# To be done
Starting with the line that contains "Give one point for each instance of the metal bollard", copy each line exactly through the end of the listing, and omit all pictures.

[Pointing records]

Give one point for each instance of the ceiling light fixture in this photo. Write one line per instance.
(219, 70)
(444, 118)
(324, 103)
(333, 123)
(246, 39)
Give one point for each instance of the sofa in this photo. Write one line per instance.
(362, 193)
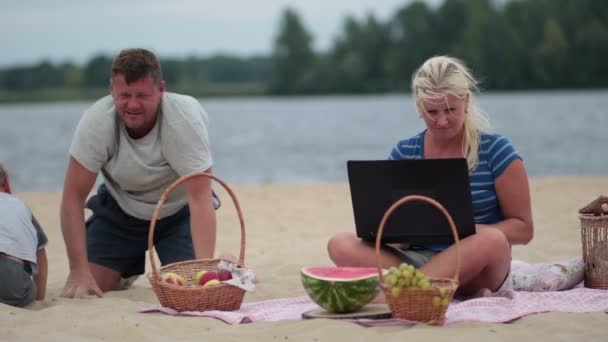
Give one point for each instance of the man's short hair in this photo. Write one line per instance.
(135, 64)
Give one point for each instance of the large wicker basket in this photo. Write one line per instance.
(223, 296)
(594, 235)
(416, 304)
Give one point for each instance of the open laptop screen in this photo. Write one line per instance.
(376, 184)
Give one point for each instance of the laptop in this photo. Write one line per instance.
(376, 184)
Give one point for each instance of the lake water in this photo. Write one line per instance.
(309, 139)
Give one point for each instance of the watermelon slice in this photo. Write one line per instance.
(341, 289)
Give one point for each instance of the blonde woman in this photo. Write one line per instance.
(444, 91)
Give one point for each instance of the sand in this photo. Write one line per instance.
(287, 228)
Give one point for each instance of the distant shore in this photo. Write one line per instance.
(287, 228)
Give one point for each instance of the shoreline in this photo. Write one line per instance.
(287, 227)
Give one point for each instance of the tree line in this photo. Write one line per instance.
(513, 44)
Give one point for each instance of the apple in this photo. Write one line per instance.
(224, 275)
(212, 282)
(202, 277)
(174, 278)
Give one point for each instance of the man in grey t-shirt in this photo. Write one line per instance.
(142, 139)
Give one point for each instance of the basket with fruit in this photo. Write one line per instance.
(410, 294)
(197, 285)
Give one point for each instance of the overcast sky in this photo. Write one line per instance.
(60, 30)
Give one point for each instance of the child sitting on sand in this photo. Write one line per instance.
(23, 262)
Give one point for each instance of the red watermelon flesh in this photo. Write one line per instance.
(341, 289)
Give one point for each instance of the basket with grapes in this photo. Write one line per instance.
(410, 294)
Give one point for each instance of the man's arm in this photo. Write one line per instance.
(77, 185)
(42, 275)
(202, 216)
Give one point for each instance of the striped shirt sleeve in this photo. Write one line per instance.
(501, 154)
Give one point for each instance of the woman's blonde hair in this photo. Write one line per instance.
(443, 75)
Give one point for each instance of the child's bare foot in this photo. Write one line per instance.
(484, 292)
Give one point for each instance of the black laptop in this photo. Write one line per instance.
(376, 184)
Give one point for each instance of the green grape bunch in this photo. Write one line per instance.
(407, 276)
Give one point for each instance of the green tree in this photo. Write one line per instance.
(359, 55)
(412, 40)
(293, 57)
(97, 71)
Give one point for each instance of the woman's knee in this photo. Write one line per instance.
(494, 241)
(340, 246)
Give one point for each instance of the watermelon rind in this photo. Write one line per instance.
(341, 289)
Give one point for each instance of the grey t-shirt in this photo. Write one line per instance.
(20, 234)
(138, 171)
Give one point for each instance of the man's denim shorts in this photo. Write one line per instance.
(17, 286)
(119, 241)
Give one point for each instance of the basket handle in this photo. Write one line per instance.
(162, 200)
(429, 200)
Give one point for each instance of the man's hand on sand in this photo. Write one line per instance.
(80, 284)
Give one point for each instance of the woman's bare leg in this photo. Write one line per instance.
(485, 261)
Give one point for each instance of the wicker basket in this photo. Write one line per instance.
(223, 296)
(416, 304)
(594, 234)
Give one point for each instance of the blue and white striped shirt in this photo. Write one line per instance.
(495, 154)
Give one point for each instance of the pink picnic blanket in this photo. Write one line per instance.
(513, 305)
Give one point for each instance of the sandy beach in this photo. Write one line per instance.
(287, 228)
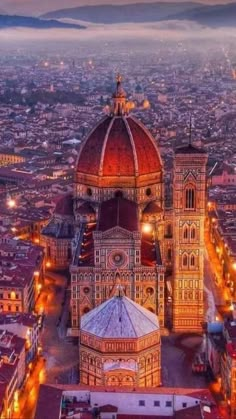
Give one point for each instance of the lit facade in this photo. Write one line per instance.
(189, 223)
(123, 235)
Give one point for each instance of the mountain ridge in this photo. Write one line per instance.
(12, 21)
(126, 13)
(213, 16)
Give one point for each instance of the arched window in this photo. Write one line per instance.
(119, 194)
(193, 233)
(149, 291)
(185, 260)
(190, 197)
(192, 260)
(186, 232)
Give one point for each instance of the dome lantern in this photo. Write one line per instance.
(119, 98)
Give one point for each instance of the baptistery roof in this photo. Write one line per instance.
(119, 317)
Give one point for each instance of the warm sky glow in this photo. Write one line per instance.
(36, 6)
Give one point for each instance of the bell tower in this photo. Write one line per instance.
(189, 218)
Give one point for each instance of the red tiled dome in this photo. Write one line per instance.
(119, 146)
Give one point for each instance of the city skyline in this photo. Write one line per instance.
(33, 7)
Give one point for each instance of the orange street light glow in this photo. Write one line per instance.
(11, 203)
(147, 228)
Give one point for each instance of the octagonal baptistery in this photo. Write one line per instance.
(120, 345)
(119, 154)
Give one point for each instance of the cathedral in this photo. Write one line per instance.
(117, 230)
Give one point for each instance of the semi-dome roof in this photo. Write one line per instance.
(119, 145)
(119, 317)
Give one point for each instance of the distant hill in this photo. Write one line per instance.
(214, 16)
(136, 13)
(7, 21)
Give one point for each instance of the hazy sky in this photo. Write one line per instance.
(40, 6)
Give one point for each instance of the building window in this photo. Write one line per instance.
(86, 290)
(89, 192)
(192, 260)
(149, 291)
(169, 230)
(185, 232)
(193, 233)
(185, 260)
(118, 194)
(190, 198)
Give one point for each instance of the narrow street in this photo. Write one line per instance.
(59, 360)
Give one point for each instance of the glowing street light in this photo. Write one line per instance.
(11, 203)
(147, 228)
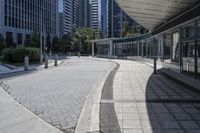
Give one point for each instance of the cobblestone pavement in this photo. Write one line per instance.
(57, 95)
(148, 103)
(3, 68)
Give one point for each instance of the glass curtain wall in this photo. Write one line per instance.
(167, 48)
(198, 45)
(188, 43)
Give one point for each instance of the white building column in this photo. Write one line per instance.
(111, 50)
(92, 49)
(138, 48)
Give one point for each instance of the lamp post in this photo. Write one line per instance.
(41, 55)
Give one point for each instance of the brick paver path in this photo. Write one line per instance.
(57, 95)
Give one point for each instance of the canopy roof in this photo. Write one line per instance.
(152, 13)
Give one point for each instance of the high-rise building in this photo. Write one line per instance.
(95, 14)
(99, 16)
(116, 19)
(19, 18)
(70, 15)
(84, 13)
(61, 18)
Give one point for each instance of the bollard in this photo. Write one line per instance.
(155, 66)
(56, 60)
(46, 61)
(78, 54)
(26, 63)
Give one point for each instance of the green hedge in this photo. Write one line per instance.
(17, 55)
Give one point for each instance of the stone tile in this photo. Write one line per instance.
(170, 124)
(132, 124)
(189, 125)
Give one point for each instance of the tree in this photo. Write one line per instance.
(82, 36)
(48, 43)
(35, 40)
(27, 41)
(1, 43)
(9, 40)
(55, 44)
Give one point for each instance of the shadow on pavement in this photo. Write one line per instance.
(170, 107)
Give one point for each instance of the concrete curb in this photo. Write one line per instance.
(28, 122)
(186, 81)
(89, 120)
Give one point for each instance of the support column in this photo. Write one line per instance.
(196, 50)
(92, 49)
(142, 49)
(138, 48)
(111, 50)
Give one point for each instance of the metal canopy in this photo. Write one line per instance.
(151, 13)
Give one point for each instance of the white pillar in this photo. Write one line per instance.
(92, 49)
(138, 49)
(111, 52)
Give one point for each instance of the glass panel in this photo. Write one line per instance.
(198, 57)
(198, 24)
(188, 31)
(188, 56)
(167, 47)
(175, 47)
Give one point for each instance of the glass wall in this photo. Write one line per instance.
(167, 48)
(175, 47)
(188, 56)
(198, 53)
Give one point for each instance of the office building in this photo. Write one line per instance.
(19, 18)
(116, 19)
(84, 13)
(70, 15)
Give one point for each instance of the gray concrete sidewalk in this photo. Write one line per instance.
(6, 71)
(14, 118)
(140, 102)
(58, 95)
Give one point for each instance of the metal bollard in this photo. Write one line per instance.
(46, 61)
(26, 63)
(155, 66)
(56, 60)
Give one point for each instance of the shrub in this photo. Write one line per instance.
(8, 55)
(17, 55)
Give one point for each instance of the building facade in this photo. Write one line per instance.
(70, 15)
(116, 19)
(84, 13)
(95, 15)
(19, 18)
(175, 43)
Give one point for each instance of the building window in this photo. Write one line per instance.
(167, 47)
(188, 31)
(19, 39)
(188, 56)
(198, 52)
(198, 26)
(175, 47)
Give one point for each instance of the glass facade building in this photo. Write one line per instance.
(116, 19)
(176, 44)
(19, 18)
(70, 18)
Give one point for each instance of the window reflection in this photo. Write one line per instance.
(175, 48)
(167, 47)
(188, 56)
(198, 52)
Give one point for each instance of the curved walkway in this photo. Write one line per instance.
(57, 95)
(148, 103)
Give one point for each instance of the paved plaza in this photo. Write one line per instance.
(137, 101)
(131, 100)
(57, 95)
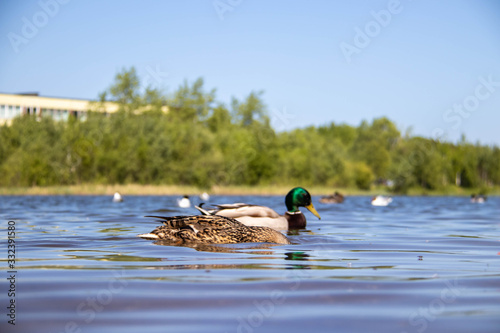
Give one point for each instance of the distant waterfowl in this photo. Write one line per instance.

# Correct output
Give one point for each instance of the metal bollard in this photo. Write one line per instance.
(46, 61)
(26, 63)
(155, 66)
(56, 60)
Give one point for each instance of the shrub in this photo. Write one line per instance.
(8, 55)
(17, 55)
Give one point for each instance of the building facade in this photo. Write one line per instance.
(70, 15)
(116, 19)
(84, 13)
(95, 15)
(19, 18)
(175, 43)
Give one point for each instance of the building window in this photo. Write one line per instance.
(167, 47)
(188, 31)
(19, 39)
(188, 56)
(198, 52)
(198, 26)
(175, 47)
Give one point for each instance of the glass facade building in this photo. Write one line per instance.
(116, 19)
(176, 44)
(19, 18)
(70, 18)
Give one point for each instance of the window reflection in this photo. Write one line per instance.
(175, 48)
(167, 47)
(188, 56)
(198, 52)
Give one point for each instance of the curved walkway in this photo. Write one line per instance.
(57, 95)
(148, 103)
Give one point for each instance of the paved plaza in this photo. Write one line per instance.
(137, 101)
(131, 100)
(57, 95)
Give one point for each instance of the distant waterfowl in this photo. Write one line per instance.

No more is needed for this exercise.